From the first line to the last, repeat the data exactly and drop the pictures.
--- Dataset entries Enclosed Below ---
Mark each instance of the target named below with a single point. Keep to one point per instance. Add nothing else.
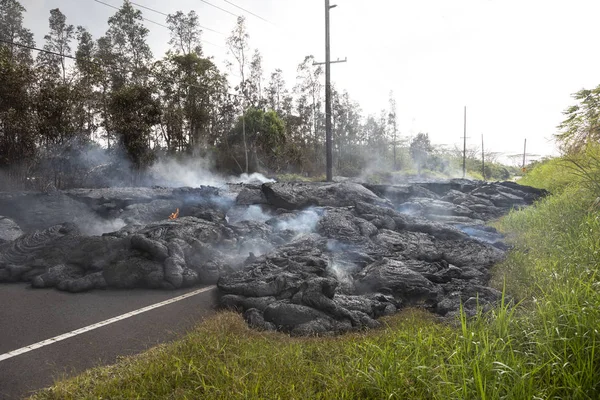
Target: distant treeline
(110, 92)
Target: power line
(249, 12)
(154, 22)
(47, 51)
(86, 60)
(219, 8)
(166, 15)
(145, 19)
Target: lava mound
(304, 258)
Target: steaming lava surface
(304, 258)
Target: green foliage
(582, 123)
(135, 111)
(550, 174)
(265, 138)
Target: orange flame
(174, 215)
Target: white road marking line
(97, 325)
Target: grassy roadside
(545, 347)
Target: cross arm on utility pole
(332, 62)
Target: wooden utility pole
(328, 62)
(524, 154)
(465, 146)
(482, 159)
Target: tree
(276, 91)
(185, 33)
(17, 133)
(189, 87)
(393, 123)
(266, 137)
(58, 40)
(12, 31)
(239, 47)
(420, 148)
(87, 79)
(255, 81)
(582, 124)
(135, 111)
(132, 54)
(309, 90)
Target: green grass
(544, 347)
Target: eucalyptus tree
(185, 33)
(17, 133)
(255, 89)
(58, 41)
(276, 91)
(13, 33)
(309, 91)
(239, 47)
(132, 54)
(132, 105)
(582, 123)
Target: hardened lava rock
(303, 258)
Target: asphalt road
(28, 316)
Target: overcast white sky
(513, 63)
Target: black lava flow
(303, 258)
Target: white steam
(305, 222)
(195, 173)
(192, 173)
(252, 178)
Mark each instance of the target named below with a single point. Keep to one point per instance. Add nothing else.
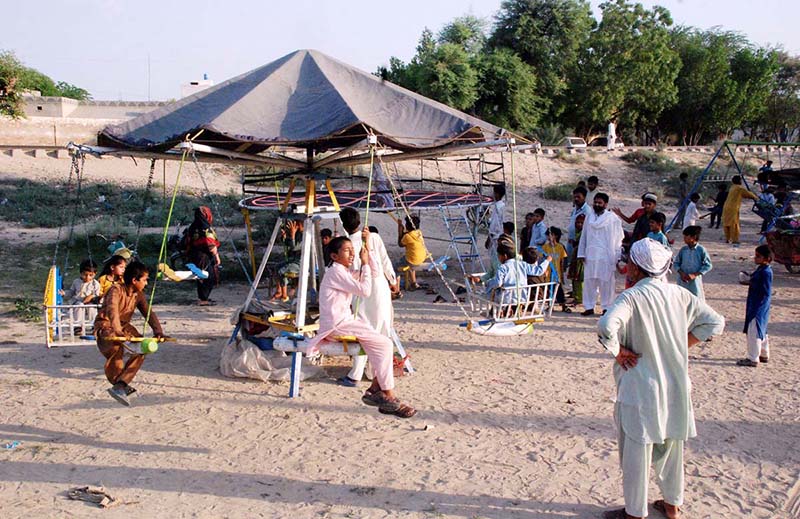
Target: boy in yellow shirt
(554, 249)
(411, 239)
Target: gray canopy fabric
(306, 100)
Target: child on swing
(336, 293)
(113, 323)
(112, 273)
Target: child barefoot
(759, 297)
(114, 322)
(336, 293)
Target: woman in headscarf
(202, 249)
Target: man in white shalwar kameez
(376, 309)
(649, 330)
(600, 249)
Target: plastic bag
(243, 359)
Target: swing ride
(306, 118)
(781, 235)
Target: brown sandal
(661, 506)
(396, 408)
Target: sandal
(396, 408)
(661, 506)
(374, 399)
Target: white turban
(651, 256)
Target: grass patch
(104, 204)
(27, 310)
(560, 192)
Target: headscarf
(651, 256)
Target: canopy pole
(250, 247)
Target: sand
(507, 428)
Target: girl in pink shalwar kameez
(336, 293)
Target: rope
(145, 200)
(72, 168)
(162, 252)
(78, 191)
(228, 230)
(429, 256)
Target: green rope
(162, 252)
(366, 217)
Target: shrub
(561, 192)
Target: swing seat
(510, 310)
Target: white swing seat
(510, 310)
(63, 329)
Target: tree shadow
(289, 491)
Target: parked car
(573, 142)
(603, 141)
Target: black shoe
(118, 393)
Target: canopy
(416, 200)
(305, 100)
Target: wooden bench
(298, 345)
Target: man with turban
(599, 249)
(649, 330)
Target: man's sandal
(661, 506)
(396, 408)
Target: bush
(27, 310)
(560, 192)
(108, 205)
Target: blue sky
(103, 45)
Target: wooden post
(305, 257)
(250, 246)
(263, 265)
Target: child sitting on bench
(411, 239)
(336, 293)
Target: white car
(574, 142)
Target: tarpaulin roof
(412, 199)
(305, 99)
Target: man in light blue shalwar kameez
(649, 330)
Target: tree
(468, 32)
(32, 79)
(628, 70)
(10, 71)
(65, 89)
(783, 103)
(548, 35)
(507, 93)
(723, 83)
(441, 71)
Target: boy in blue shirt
(759, 297)
(657, 221)
(692, 262)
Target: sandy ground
(507, 428)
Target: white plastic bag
(243, 359)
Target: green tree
(550, 36)
(441, 71)
(10, 71)
(628, 71)
(507, 92)
(783, 104)
(65, 89)
(724, 82)
(32, 79)
(468, 32)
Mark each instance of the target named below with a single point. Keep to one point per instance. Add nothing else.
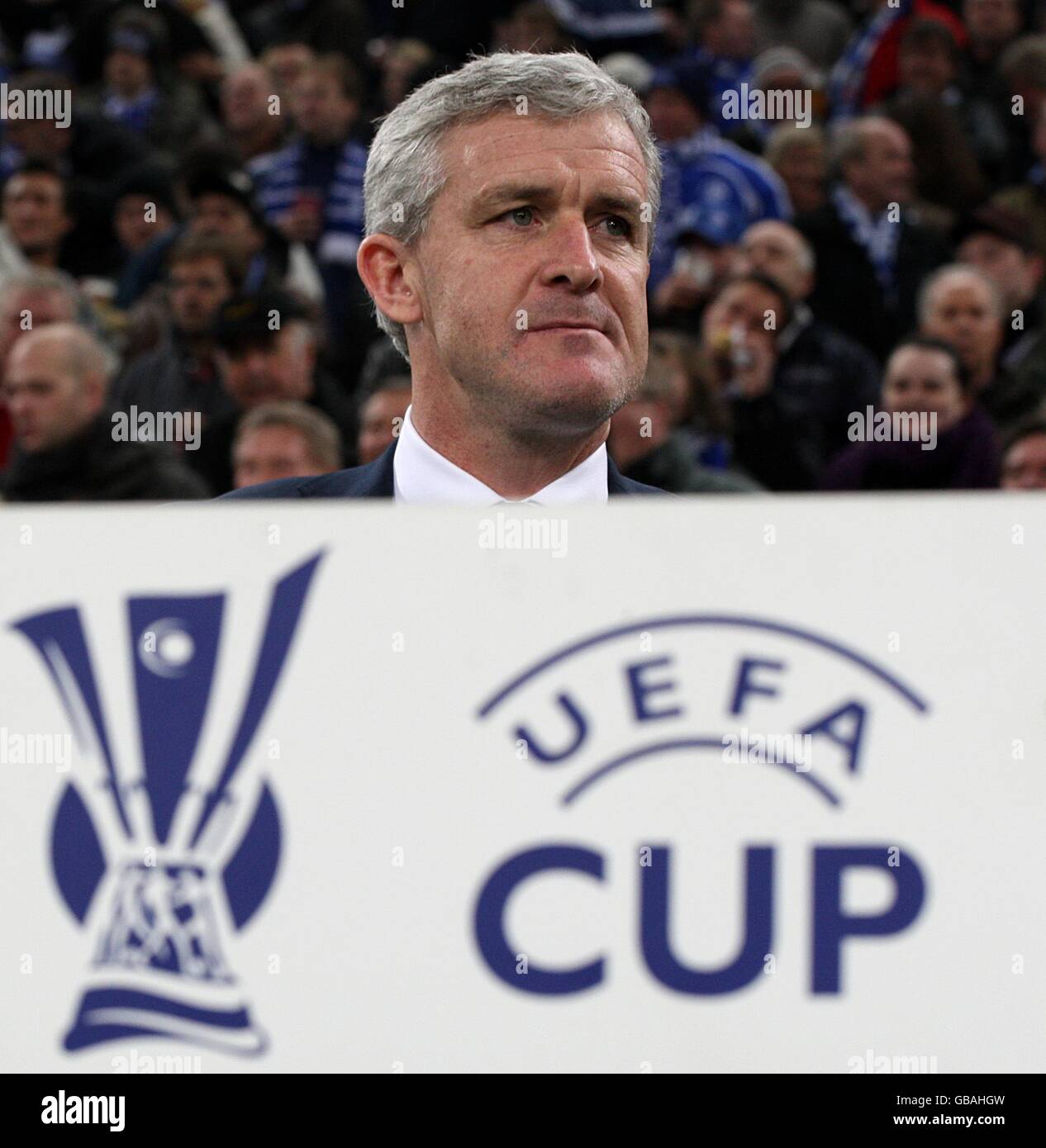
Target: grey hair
(951, 271)
(85, 353)
(786, 137)
(39, 282)
(404, 169)
(849, 141)
(323, 439)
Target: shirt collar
(421, 474)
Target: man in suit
(871, 248)
(510, 212)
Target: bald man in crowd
(67, 446)
(821, 374)
(872, 249)
(963, 308)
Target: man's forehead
(506, 145)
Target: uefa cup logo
(161, 856)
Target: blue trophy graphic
(159, 856)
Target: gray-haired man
(510, 211)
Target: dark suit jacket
(376, 481)
(846, 293)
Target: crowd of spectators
(853, 223)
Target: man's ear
(96, 391)
(382, 262)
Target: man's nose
(572, 256)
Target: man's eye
(624, 224)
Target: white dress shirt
(421, 474)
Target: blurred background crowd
(212, 173)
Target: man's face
(286, 64)
(886, 171)
(321, 108)
(672, 115)
(774, 249)
(245, 99)
(927, 68)
(38, 139)
(273, 453)
(801, 168)
(226, 217)
(270, 371)
(43, 308)
(1013, 271)
(127, 73)
(132, 229)
(35, 212)
(378, 424)
(921, 379)
(733, 36)
(197, 288)
(741, 306)
(49, 404)
(992, 22)
(961, 314)
(532, 271)
(1025, 467)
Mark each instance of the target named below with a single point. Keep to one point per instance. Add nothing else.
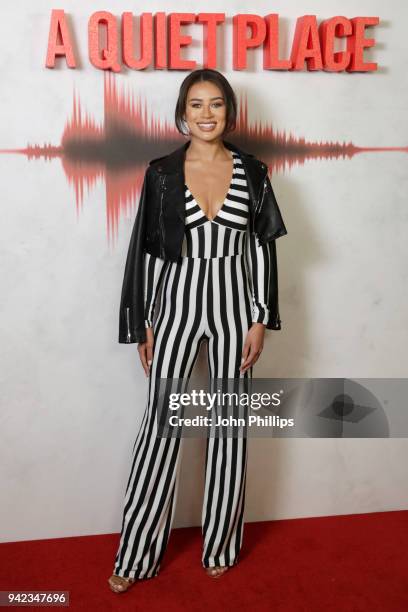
--- End of Enclosed Dataset entries ---
Exercise solution:
Mark each instance of the target named below with a single point. Keep to one point per instance. Add nothing else.
Target: distant treeline
(110, 92)
Target: power line
(249, 12)
(154, 22)
(47, 51)
(86, 60)
(219, 8)
(166, 15)
(145, 19)
Target: lava mound
(304, 258)
Target: steaming lava surface
(304, 258)
Target: green foliage
(582, 123)
(135, 111)
(550, 174)
(265, 138)
Target: orange flame
(174, 215)
Target: white road marking line
(97, 325)
Target: grassy roadside
(545, 347)
Target: cross arm on utility pole
(332, 62)
Target: wooden utility pole
(328, 62)
(524, 154)
(465, 146)
(482, 159)
Target: tree
(276, 91)
(185, 33)
(17, 133)
(189, 87)
(393, 123)
(266, 137)
(58, 40)
(12, 31)
(239, 47)
(420, 148)
(87, 79)
(255, 81)
(582, 124)
(135, 111)
(132, 54)
(309, 90)
Target: green grass
(544, 347)
Target: eucalyptus tree
(185, 33)
(17, 133)
(255, 89)
(58, 41)
(276, 91)
(13, 33)
(309, 91)
(239, 47)
(132, 54)
(132, 105)
(582, 123)
Target: hardened lava rock
(303, 258)
Target: asphalt road
(28, 316)
Target: overcast white sky
(513, 63)
Target: black lava flow
(303, 258)
Target: white steam
(305, 222)
(195, 173)
(192, 173)
(252, 178)
Mark each instance of the target named below with a single point. Keep to one point per instance. Add nothing else.
Target: boy in yellow shirt
(554, 249)
(411, 239)
Target: gray canopy fabric
(306, 100)
Target: child on swing
(336, 293)
(113, 323)
(112, 273)
Target: child barefoot
(759, 297)
(114, 322)
(336, 293)
Target: woman in headscarf
(202, 249)
Target: man in white shalwar kameez
(376, 309)
(649, 330)
(600, 249)
Target: plastic bag
(243, 359)
Target: swing ride
(306, 118)
(781, 235)
Target: brown sandal
(661, 506)
(396, 408)
Target: sandal
(396, 408)
(661, 506)
(374, 399)
Target: white turban
(651, 256)
Target: grass patch
(104, 204)
(27, 310)
(560, 192)
Target: headscarf
(651, 256)
Target: canopy pole
(250, 247)
Target: sand
(507, 428)
Target: girl in pink shalwar kameez
(336, 293)
Target: rope
(145, 200)
(72, 168)
(162, 252)
(78, 191)
(228, 230)
(429, 256)
Target: green rope
(162, 252)
(366, 217)
Target: shrub
(561, 192)
Target: swing seat
(510, 310)
Target: white swing seat
(510, 310)
(63, 329)
Target: tree shadow
(289, 491)
Target: parked car
(573, 142)
(603, 141)
Target: black shoe
(118, 393)
Target: canopy
(416, 200)
(305, 100)
Target: wooden bench
(298, 345)
Target: man with turban
(599, 249)
(649, 330)
Target: man's sandal
(661, 506)
(396, 408)
Target: bush
(27, 310)
(560, 192)
(108, 205)
Target: blue sky
(103, 45)
Target: wooden post
(305, 257)
(250, 246)
(263, 265)
Target: child sitting on bench
(411, 239)
(336, 293)
Target: white car
(574, 142)
Target: tarpaulin roof
(412, 199)
(305, 99)
Target: man in light blue shalwar kameez
(649, 330)
Target: tree
(468, 32)
(32, 79)
(628, 70)
(10, 71)
(65, 89)
(783, 103)
(548, 35)
(507, 93)
(723, 83)
(441, 71)
Target: boy in blue shirt
(759, 297)
(657, 221)
(692, 262)
Target: sandy ground
(507, 428)
Target: white plastic bag
(243, 359)
Target: green tree
(550, 36)
(441, 71)
(10, 71)
(628, 71)
(507, 92)
(783, 104)
(65, 89)
(724, 82)
(32, 79)
(468, 32)
Mark each instance of the target named below with a single point. Keep to one point per instance. Add nothing else.
Target: grey hair
(951, 271)
(85, 353)
(786, 137)
(39, 282)
(404, 169)
(849, 141)
(323, 439)
Target: shirt collar
(421, 474)
Target: man in suit
(871, 248)
(510, 212)
Target: bald man in crowd
(67, 446)
(821, 374)
(872, 249)
(963, 308)
Target: man's forehead
(506, 145)
Target: uefa cup logo
(161, 856)
Target: blue trophy graphic
(159, 856)
Target: gray-haired man
(510, 211)
Target: dark suit jacket
(376, 481)
(846, 293)
Target: crowd of spectators
(853, 223)
Target: man's ear
(96, 391)
(382, 262)
Target: man's nose
(572, 256)
Target: man's eye
(624, 224)
Target: white dress shirt
(421, 474)
Target: blurred background crowd
(212, 173)
Target: man's face
(286, 64)
(886, 171)
(321, 108)
(672, 115)
(774, 249)
(245, 99)
(927, 68)
(38, 139)
(273, 453)
(801, 168)
(226, 217)
(270, 371)
(43, 308)
(1013, 271)
(127, 73)
(132, 229)
(35, 212)
(378, 424)
(921, 379)
(733, 36)
(197, 288)
(741, 306)
(49, 404)
(992, 22)
(961, 314)
(532, 271)
(1025, 467)
Mark each instance of the target named below with a single point. Keep to one point per instance. Add nothing else.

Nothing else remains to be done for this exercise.